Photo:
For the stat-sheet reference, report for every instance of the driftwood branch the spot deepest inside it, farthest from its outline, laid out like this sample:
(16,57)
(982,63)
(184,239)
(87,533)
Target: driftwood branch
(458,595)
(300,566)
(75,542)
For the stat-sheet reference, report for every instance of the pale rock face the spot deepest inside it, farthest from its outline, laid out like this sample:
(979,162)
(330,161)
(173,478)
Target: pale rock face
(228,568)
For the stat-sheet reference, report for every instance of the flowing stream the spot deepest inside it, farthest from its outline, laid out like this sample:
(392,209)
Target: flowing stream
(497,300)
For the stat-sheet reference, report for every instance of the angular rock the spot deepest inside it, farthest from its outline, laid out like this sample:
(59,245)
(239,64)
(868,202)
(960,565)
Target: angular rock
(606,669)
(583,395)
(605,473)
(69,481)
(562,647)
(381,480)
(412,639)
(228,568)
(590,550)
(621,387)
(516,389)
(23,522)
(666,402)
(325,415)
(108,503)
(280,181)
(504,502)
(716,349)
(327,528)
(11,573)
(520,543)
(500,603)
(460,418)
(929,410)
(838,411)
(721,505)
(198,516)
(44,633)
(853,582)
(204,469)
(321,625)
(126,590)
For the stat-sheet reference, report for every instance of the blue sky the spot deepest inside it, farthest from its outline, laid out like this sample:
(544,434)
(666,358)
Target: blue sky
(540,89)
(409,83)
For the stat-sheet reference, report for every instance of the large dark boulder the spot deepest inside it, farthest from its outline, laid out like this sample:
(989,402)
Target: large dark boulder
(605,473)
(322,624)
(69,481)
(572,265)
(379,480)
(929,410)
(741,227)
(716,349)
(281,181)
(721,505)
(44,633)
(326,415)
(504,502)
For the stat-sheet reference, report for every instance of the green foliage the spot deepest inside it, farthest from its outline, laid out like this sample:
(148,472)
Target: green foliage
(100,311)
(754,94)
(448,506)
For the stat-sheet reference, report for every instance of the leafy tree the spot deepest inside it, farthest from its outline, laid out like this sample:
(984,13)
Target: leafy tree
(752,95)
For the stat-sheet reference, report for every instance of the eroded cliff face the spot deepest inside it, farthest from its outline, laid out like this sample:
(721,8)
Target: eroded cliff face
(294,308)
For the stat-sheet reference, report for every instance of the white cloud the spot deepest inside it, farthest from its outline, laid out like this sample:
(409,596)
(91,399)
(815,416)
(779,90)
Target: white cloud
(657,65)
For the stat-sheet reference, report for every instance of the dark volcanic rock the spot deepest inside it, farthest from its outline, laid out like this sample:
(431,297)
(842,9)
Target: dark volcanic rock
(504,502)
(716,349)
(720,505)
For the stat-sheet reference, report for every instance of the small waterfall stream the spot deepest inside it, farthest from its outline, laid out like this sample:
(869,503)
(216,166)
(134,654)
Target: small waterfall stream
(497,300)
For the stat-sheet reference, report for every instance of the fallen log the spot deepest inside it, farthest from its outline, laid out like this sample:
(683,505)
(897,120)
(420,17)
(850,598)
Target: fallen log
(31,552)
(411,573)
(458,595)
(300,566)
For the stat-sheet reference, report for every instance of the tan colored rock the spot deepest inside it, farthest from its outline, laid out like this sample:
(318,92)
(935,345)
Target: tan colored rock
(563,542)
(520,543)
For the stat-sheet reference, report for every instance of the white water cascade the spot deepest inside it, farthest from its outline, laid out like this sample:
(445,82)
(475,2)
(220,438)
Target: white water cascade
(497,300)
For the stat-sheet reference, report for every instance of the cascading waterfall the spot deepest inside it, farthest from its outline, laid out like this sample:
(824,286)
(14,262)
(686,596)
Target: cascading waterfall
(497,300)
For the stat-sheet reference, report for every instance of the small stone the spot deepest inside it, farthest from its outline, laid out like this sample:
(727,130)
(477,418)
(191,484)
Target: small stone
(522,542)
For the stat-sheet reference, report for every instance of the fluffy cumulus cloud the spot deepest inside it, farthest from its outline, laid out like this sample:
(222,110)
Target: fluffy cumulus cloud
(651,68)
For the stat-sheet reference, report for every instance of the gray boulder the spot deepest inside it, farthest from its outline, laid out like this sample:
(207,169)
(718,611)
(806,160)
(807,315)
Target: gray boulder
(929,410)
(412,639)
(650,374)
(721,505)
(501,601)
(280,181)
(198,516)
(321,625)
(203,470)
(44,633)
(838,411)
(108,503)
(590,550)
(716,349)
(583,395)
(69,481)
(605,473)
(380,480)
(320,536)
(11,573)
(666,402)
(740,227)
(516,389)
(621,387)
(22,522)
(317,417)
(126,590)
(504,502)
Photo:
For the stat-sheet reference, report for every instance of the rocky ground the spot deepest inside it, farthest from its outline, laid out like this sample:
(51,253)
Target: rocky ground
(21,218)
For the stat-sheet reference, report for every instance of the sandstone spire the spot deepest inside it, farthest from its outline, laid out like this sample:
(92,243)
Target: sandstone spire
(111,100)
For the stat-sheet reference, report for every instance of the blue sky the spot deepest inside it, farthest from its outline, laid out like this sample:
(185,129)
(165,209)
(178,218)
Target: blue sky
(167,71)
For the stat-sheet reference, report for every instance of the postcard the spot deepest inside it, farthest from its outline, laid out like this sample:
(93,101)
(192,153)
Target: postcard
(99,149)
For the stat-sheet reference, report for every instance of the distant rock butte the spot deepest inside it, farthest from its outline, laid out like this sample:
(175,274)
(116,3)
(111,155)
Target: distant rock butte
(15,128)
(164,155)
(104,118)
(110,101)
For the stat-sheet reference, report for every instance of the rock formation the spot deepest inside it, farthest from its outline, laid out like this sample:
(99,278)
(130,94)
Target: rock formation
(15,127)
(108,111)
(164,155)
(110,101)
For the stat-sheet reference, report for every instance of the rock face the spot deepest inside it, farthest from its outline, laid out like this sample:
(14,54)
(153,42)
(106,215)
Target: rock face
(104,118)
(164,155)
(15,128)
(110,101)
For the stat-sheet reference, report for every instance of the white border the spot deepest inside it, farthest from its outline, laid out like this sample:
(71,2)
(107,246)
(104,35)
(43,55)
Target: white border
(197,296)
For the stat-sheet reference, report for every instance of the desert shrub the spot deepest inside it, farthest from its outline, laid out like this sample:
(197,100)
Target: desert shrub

===============

Given problem: Reproduce all of the items above character for character, keeping every line in its original order.

Answer in full:
Photo:
For the stat-sheet reference, report for every instance of the driftwood branch the spot deepest inside it, farthest from its outline, laid out like this sample:
(16,57)
(982,63)
(184,239)
(87,533)
Target: driftwood branch
(458,595)
(300,566)
(75,542)
For the stat-sheet reference, report for every instance of the pale rock face the spot deepest inside it, farthest from its outline, laid out like this sample:
(979,162)
(330,161)
(173,478)
Target: pale rock face
(228,568)
For the stat-sheet reference, report for every instance of the flowing stream the spot deepest inside it, farthest from its outline, laid out like this sample:
(392,209)
Target: flowing stream
(497,300)
For the stat-sheet reference, report for every instance of the angular rock the spot deepest inside it, farthest from its outline, laid out like this sample:
(59,245)
(239,64)
(868,202)
(960,565)
Target: angular rock
(606,669)
(583,395)
(605,473)
(69,481)
(562,647)
(381,480)
(412,639)
(228,568)
(590,550)
(621,387)
(516,389)
(23,522)
(666,402)
(325,415)
(108,503)
(280,181)
(504,502)
(716,349)
(327,528)
(11,573)
(520,543)
(500,603)
(460,418)
(929,410)
(838,411)
(721,505)
(198,516)
(44,633)
(853,582)
(204,469)
(321,625)
(126,590)
For the stat-sheet reference, report for every instance of the blue sky the spot deepest inside it, farthest from its outline, laid out like this sample:
(544,434)
(666,358)
Target: blue sky
(540,89)
(409,83)
For the stat-sheet reference, report for every instance of the large dark boulder the spot deepest inside it, farthest from its outline, laid out like this sample:
(989,402)
Target: large dark boulder
(605,473)
(322,624)
(69,481)
(572,265)
(379,480)
(929,410)
(741,227)
(716,349)
(281,181)
(721,505)
(44,633)
(326,415)
(504,502)
For the stat-sheet reference, report for every instance of the green foliage the spot deepest inside it, farthest from its outline, laid out like this sample:
(148,472)
Target: green foliage
(100,311)
(754,94)
(448,506)
For the stat-sheet reference, report for every instance of the leafy tree the spot deepest inside it, farthest from its outline, laid out like this sample:
(984,13)
Target: leafy tree
(752,95)
For the stat-sheet reference, report for every instance of the eroded cliff face the spot deepest inside it, farthest from its outline, laid out like this sample:
(721,8)
Target: eroded cliff face
(294,308)
For the stat-sheet reference, report for every instance of the white cloud the spot deepest inside it, farthest from its outline, laid out like this sample:
(409,596)
(91,399)
(815,416)
(779,90)
Target: white cloud
(657,65)
For the stat-sheet reference, report for every instance of the dark volcanic rock the spot deepest inside it, farthest from its outline, laid out like this sample:
(431,297)
(842,9)
Target: dark volcanic rock
(504,502)
(716,349)
(720,505)
For the stat-sheet reference, report for every instance of the small waterfall stream the spot deepest inside it, farthest from its outline, laid out like this sample:
(869,503)
(216,166)
(134,654)
Target: small waterfall stream
(497,300)
For the stat-sheet reference, report for every instance of the fallen log the spot deepest inside it, farthest from its outline, laid out like this sample:
(683,505)
(897,120)
(420,17)
(850,598)
Target: fallen log
(31,552)
(411,573)
(458,595)
(300,566)
For the stat-sheet reference, report for every instance of the tan colored rock the spot deepest inside it, farthest from its outline, laid out like this sample:
(318,92)
(935,345)
Target: tan colored rock
(563,542)
(520,543)
For the stat-sheet reference, report for every instance of the white water cascade the spot deepest inside it, farthest from its outline, laid out like this sample:
(445,82)
(475,2)
(220,438)
Target: white water cascade
(497,300)
For the stat-sheet reference, report for every instance of the cascading waterfall the spot deepest inside it, farthest from its outline, laid out like this sample:
(824,286)
(14,262)
(686,596)
Target: cascading waterfall
(497,300)
For the stat-sheet reference, report for every instance of the small stone the spot deepest inside it, farthest from its outline, laid out like this sample:
(727,130)
(477,418)
(191,484)
Target: small stone
(522,542)
For the stat-sheet reference, report for every instance of the fluffy cumulus cloud the spot deepest inside it, farthest from its outline, laid out like this sample:
(222,110)
Target: fluffy cumulus cloud
(651,68)
For the stat-sheet reference, report for every instance of the gray boulder the spot deepest inside it, farthest from its outline, laid out like this sample:
(207,169)
(718,611)
(806,160)
(807,315)
Target: gray boulder
(929,410)
(412,639)
(650,374)
(721,505)
(501,601)
(280,181)
(198,516)
(321,625)
(203,470)
(44,633)
(838,411)
(108,503)
(590,550)
(716,349)
(583,395)
(69,481)
(605,473)
(380,480)
(320,536)
(11,573)
(666,402)
(740,227)
(516,389)
(621,387)
(22,522)
(317,417)
(126,590)
(504,502)
Photo:
For the stat-sheet reference, report for every instance of the rocky ground the spot deepest inside it, farthest from its outline, laid out like this sample:
(51,253)
Target: rocky ground
(21,218)
For the stat-sheet reference, report for every instance of the sandstone spire the spot deepest inside it, farthest from its outline, laid out like this sample:
(92,243)
Target: sandstone spire
(111,100)
For the stat-sheet reference, report for every instance of the blue sky the spot deepest inside it, farthest from its outline, laid out like this sample:
(185,129)
(165,209)
(178,218)
Target: blue sky
(167,71)
For the stat-sheet reference, report for every instance of the postcard the spot deepest inside it, farthest from its outline, laid out like this sample:
(93,101)
(192,153)
Target: postcard
(99,149)
For the stat-sheet reference, report for every instance of the distant rock butte the spot deepest inside it, farthest from its outline, laid out like this sample:
(175,274)
(116,3)
(111,155)
Target: distant rock butte
(15,128)
(164,155)
(104,118)
(110,101)
For the stat-sheet reference, report for every instance of the rock formation the spot deepest inside it, farthest from its outline, laid out like this sample:
(99,278)
(130,94)
Target: rock formation
(15,127)
(108,111)
(164,155)
(110,101)
For the stat-sheet reference, report for every instance of the rock face the spot deepest inside it, farthest from its outline, laid out like this sample:
(14,54)
(153,42)
(106,215)
Target: rock face
(104,118)
(164,155)
(15,128)
(110,101)
For the stat-sheet reference, report for every instance of the white border the spot deepest inside it, farthest from its outline, laid out like this sample:
(71,2)
(107,246)
(104,35)
(43,55)
Target: white border
(197,296)
For the stat-sheet reference, report for every instance of the desert shrub the spot deepest inside it, farthest from its outline, laid out like this sample:
(197,100)
Target: desert shrub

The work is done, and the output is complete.